TASK DIRECTIONS.
Word for word, restate the lines from the one holding "positive clicks: (347, 498) (347, 522)" through the end of the data below, including both endpoints and nothing more.

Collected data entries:
-- Opening Marker --
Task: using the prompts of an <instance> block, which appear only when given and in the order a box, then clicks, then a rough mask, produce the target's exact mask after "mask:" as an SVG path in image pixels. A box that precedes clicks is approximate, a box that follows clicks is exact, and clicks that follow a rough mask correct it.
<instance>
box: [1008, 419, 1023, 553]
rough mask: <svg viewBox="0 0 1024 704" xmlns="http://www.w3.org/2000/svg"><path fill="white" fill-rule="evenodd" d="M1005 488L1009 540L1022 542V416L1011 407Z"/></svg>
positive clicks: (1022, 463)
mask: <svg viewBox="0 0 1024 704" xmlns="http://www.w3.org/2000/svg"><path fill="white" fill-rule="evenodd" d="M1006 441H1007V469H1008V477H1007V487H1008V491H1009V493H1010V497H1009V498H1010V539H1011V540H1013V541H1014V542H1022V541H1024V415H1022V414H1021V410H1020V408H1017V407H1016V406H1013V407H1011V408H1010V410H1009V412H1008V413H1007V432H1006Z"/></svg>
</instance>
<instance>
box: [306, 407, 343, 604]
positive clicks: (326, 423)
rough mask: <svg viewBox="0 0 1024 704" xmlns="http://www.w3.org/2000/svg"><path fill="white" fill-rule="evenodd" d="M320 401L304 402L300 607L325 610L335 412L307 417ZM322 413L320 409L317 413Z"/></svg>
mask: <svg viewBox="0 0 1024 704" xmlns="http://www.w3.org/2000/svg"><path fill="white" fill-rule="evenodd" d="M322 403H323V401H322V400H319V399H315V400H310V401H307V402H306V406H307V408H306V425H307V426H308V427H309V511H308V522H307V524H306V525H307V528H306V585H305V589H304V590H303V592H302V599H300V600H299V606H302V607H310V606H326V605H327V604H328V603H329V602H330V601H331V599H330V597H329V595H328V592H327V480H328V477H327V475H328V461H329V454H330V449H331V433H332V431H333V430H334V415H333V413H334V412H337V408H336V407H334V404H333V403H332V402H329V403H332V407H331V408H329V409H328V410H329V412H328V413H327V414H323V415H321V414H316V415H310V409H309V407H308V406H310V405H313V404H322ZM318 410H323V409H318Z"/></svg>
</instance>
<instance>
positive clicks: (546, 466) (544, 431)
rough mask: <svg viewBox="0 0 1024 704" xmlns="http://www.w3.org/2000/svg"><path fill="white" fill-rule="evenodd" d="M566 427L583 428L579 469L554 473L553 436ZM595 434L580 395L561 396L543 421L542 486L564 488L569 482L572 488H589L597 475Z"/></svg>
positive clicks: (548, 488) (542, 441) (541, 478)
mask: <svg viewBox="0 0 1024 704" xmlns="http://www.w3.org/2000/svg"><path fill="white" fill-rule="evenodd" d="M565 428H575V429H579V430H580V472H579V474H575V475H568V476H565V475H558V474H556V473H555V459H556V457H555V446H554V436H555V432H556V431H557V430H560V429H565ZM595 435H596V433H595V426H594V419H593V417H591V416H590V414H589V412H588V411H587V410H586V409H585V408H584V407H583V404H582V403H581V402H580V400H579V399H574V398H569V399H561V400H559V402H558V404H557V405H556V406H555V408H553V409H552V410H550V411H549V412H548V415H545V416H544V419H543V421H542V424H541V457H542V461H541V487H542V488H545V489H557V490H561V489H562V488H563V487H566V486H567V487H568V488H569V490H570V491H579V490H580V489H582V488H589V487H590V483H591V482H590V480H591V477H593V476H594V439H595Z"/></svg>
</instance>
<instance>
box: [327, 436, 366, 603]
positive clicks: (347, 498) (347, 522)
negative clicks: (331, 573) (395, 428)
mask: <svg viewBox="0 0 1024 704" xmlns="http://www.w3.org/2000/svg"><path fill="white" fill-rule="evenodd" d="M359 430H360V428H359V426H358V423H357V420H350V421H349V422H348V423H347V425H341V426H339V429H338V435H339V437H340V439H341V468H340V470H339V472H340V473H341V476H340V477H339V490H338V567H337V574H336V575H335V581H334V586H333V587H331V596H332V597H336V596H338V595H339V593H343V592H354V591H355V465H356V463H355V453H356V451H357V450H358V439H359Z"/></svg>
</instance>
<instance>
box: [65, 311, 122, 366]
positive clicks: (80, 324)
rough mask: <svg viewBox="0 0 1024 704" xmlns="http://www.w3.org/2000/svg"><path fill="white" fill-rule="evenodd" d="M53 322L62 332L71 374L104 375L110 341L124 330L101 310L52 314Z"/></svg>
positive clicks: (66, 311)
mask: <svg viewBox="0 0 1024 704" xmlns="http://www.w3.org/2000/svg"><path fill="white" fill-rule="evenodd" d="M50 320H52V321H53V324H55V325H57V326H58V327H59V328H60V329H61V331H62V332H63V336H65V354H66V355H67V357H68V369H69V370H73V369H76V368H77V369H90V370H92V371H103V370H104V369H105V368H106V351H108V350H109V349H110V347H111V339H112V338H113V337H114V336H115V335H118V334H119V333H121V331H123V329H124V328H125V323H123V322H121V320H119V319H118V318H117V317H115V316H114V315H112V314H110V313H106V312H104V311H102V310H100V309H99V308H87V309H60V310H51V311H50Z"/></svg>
-- Closing Marker --
RESPONSE.
positive clicks: (347, 498) (347, 522)
negative clicks: (331, 573) (395, 428)
mask: <svg viewBox="0 0 1024 704" xmlns="http://www.w3.org/2000/svg"><path fill="white" fill-rule="evenodd" d="M359 430H360V428H359V426H358V423H357V420H350V421H349V422H348V423H347V425H341V426H339V429H338V435H339V437H340V439H341V468H340V470H339V472H340V473H341V476H340V477H339V490H338V567H337V574H336V575H335V581H334V586H333V587H331V596H332V597H336V596H338V595H339V593H343V592H354V591H355V465H356V463H355V453H356V451H357V450H358V439H359Z"/></svg>
</instance>
<instance>
box: [65, 311, 122, 366]
positive clicks: (80, 324)
rough mask: <svg viewBox="0 0 1024 704" xmlns="http://www.w3.org/2000/svg"><path fill="white" fill-rule="evenodd" d="M53 322L62 332L71 374L104 375L110 341L124 330L101 310L52 314Z"/></svg>
positive clicks: (66, 311)
mask: <svg viewBox="0 0 1024 704" xmlns="http://www.w3.org/2000/svg"><path fill="white" fill-rule="evenodd" d="M50 320H52V321H53V324H55V325H57V326H58V327H59V328H60V329H61V331H62V332H63V336H65V354H66V355H67V357H68V369H69V370H73V369H76V368H77V369H90V370H92V371H103V370H104V369H105V368H106V351H108V350H109V349H110V347H111V339H112V338H113V337H114V336H115V335H118V334H119V333H121V331H123V329H124V328H125V323H123V322H121V320H119V319H118V318H117V317H115V316H114V315H112V314H110V313H106V312H104V311H102V310H100V309H99V308H87V309H60V310H51V311H50Z"/></svg>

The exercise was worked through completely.